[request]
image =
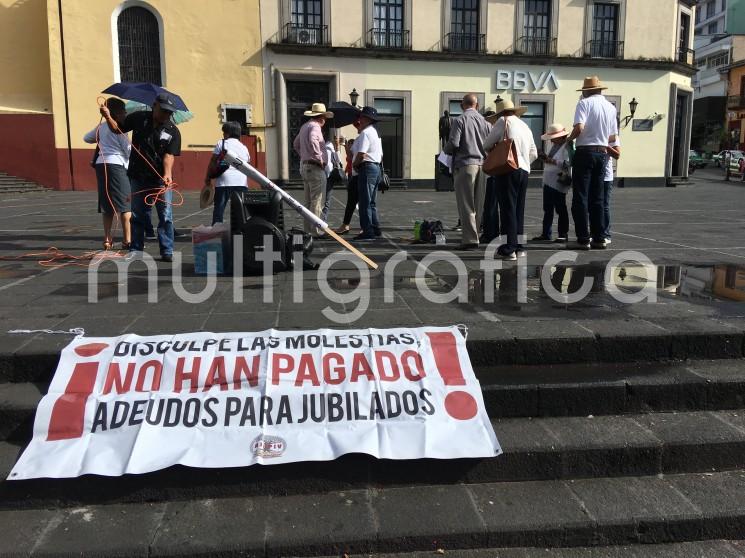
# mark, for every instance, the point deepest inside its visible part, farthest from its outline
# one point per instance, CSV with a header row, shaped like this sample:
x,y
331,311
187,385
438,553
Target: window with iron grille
x,y
307,13
139,46
464,25
388,23
605,30
536,26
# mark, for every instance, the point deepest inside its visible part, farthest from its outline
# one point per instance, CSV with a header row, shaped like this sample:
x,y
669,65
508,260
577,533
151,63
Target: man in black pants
x,y
595,128
512,187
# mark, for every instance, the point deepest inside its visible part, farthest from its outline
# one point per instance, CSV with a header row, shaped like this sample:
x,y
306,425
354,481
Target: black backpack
x,y
428,231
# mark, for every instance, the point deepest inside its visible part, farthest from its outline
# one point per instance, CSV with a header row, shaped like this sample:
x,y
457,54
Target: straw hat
x,y
555,131
490,116
509,105
318,109
206,196
592,82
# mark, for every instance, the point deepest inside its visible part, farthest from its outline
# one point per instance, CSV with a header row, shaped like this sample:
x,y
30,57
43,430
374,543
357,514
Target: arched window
x,y
139,45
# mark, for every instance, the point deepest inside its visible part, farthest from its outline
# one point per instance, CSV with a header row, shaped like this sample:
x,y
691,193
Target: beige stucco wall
x,y
348,22
644,152
426,31
206,68
649,27
24,57
500,31
571,27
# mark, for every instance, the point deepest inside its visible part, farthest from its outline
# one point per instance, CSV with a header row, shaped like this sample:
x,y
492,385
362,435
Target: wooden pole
x,y
267,184
351,248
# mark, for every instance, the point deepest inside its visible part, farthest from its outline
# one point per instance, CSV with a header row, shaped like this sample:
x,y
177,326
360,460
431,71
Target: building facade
x,y
415,59
718,42
65,52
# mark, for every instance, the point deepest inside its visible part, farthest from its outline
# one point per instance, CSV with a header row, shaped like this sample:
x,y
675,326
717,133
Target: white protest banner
x,y
137,404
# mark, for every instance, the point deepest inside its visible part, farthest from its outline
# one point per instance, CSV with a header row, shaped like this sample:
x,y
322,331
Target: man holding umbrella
x,y
156,141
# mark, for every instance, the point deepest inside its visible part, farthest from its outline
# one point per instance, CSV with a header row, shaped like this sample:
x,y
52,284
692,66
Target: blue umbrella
x,y
144,93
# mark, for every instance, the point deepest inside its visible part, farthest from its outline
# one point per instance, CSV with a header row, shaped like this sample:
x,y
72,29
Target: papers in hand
x,y
445,159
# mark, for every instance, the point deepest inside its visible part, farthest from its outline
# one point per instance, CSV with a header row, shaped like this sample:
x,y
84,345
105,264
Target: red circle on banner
x,y
91,349
461,405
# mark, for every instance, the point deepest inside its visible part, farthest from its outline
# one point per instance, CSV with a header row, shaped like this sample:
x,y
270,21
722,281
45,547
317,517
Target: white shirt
x,y
599,118
551,171
113,148
609,166
368,142
519,132
232,176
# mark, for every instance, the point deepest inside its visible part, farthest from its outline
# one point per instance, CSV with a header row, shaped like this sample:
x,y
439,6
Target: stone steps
x,y
13,185
577,513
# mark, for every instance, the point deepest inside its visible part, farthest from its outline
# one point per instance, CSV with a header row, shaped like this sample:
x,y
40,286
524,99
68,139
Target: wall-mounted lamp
x,y
632,110
353,96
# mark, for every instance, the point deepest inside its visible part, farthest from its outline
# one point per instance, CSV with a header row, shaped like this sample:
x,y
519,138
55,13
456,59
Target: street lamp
x,y
353,96
632,110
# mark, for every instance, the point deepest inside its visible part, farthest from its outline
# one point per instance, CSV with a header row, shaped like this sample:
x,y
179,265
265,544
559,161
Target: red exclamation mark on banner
x,y
68,413
459,404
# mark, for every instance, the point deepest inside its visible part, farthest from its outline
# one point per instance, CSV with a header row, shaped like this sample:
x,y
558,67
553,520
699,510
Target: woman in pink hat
x,y
557,181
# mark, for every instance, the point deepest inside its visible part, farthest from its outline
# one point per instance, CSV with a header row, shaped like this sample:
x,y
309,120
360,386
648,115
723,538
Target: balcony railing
x,y
536,46
300,34
464,42
387,38
736,102
686,56
604,49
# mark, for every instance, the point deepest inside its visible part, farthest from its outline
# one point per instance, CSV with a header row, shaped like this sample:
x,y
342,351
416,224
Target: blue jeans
x,y
555,201
368,177
140,215
511,190
222,197
327,200
607,192
588,171
491,211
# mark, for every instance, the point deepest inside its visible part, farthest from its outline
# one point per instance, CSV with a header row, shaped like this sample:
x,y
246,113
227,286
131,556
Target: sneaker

· · ·

Work required> Every line of the material must be returned verbatim, and pictures must be left behind.

Reply>
[request]
image =
# mark, for every instance, the point deepest inside its visible part, farthest from its outline
# one point per instance, CSV with a header row, shaped like this sample:
x,y
331,311
187,385
438,553
Target: window with iron grille
x,y
307,13
139,46
464,25
388,23
605,30
536,26
# mark, for every instance, the point deepest inside its visible part, farthest from its outline
# one point per instance, CSV with a header row, shaped like this sample:
x,y
669,65
508,260
577,533
151,63
Target: man in black pants
x,y
595,128
512,187
# mark, for every instance, the point deepest inside its visible part, farthest from its outline
# one point per instance, CSV with a header row, shaped like this sample:
x,y
306,425
354,481
Target: black backpack
x,y
428,231
# mark, for every instance, the point deepest inside its visible part, farthest from its outline
# one point per instance, CSV with a header row, shaped like this sample:
x,y
457,54
Target: straw hat
x,y
555,131
490,116
509,105
318,109
206,196
592,82
# mark, for every instance, the point deepest inside its visible part, farthest from its outline
# one point per instance, CSV with a header row, shaped like this sample:
x,y
30,57
43,430
374,543
357,514
Target: arched window
x,y
139,45
# mark, for every instance, the point deepest inside its visible part, farthest from its outline
# one point per instance, CSV with a header row, shaped like this sample:
x,y
691,193
Target: beige stucco wall
x,y
348,22
644,152
426,31
206,68
649,27
24,57
500,31
571,27
# mark, for every instance, the point deepest inside its visible part, farthest from its outline
# one point per instance, CSV with a header row, shaped like this sample:
x,y
492,385
362,435
Target: wooden pole
x,y
267,184
351,248
# mark, for every instance, the point deepest inside its visible part, farthest from its outline
# one point per instance, CSV with a header row, shaped like this sample:
x,y
177,326
360,460
431,71
Target: building facade
x,y
415,59
718,42
65,52
# mark, for every instance, the point deepest inside its visible part, farthest from its outline
# one point per instance, CSV with a header row, shaped like this sample:
x,y
675,326
717,133
Target: white protest banner
x,y
137,404
# mark, for every instance, the point deepest inside its visible part, farthest from its outline
# one point per instance, CSV with a header row, shaped like this sample:
x,y
322,331
Target: man holding umbrella
x,y
156,141
# mark, for every instance, the point deepest inside its visible part, farthest from its outline
# one point per instance, CSV with a header row, shaped like this sample:
x,y
52,284
692,66
Target: blue umbrella
x,y
144,93
# mark, for every instance, the point deepest inside its visible part, farthest from its outline
# one point per instance, CSV with a header row, shaped like this sample:
x,y
72,29
Target: papers in hand
x,y
445,159
# mark, for every instance, the point deepest inside its visible part, farthest from its outline
# one point per instance, CSV with a header row, shaped like this sample:
x,y
84,345
105,264
Target: red circle on banner
x,y
91,349
461,405
# mark, for every instance, the point deepest inside its visible part, farthest from its outline
# one point per instance, CSV with a header row, shaped like this sample:
x,y
270,21
722,281
45,547
317,517
Target: white shirt
x,y
599,118
551,171
113,148
609,166
368,142
519,132
232,176
# mark, for every instance, the point deepest inside its visible part, farthest from its outline
# one point per instance, CSV with a header row, shaped like this sample:
x,y
439,6
Target: stone steps
x,y
13,185
577,513
# mark, for every instance, the point deepest inside its visible part, farthest from its outline
# one point per instance, CSV with a header row, shaped like this sample:
x,y
40,286
524,99
68,139
Target: wall-mounted lamp
x,y
632,110
353,96
# mark, for every instance, the point deepest inside its visible part, farthest from its outline
# one point per instance, CSV with a header row, shaped like this sample:
x,y
519,138
55,13
456,59
Target: street lamp
x,y
353,96
632,110
# mark, for every instance, the point deepest inside its visible part, farthest from its outline
# one point per instance, CSV with a header row, shaped like this sample:
x,y
179,265
265,544
559,161
Target: red exclamation mark on banner
x,y
68,413
459,404
# mark, for every instance, the point deepest inside its visible part, farthest from its outline
# one point per instance, CSV with a header row, shaped like this sample:
x,y
558,67
553,520
699,510
Target: woman in pink hat
x,y
557,181
# mark, for every instance, the point deepest inside its visible part, farthest from its outline
# one point per instance, CSV with a header row, shaped like this sample:
x,y
309,120
360,386
648,115
723,538
Target: balcony railing
x,y
536,46
300,34
464,42
387,38
736,102
686,56
604,49
# mark, for every instance, the point deepest inside its visible part, farthest from its outline
# one point per instance, CSV with a header row, shaped like this sample:
x,y
342,351
416,224
Target: blue jeans
x,y
555,201
368,177
140,215
511,190
222,197
327,200
607,192
588,171
491,211
# mark, for every instance, the point deepest inside its visible part, farthest from its outline
# one point per instance, CSV with a header row, shaped like this sample:
x,y
246,113
227,286
131,556
Target: sneaker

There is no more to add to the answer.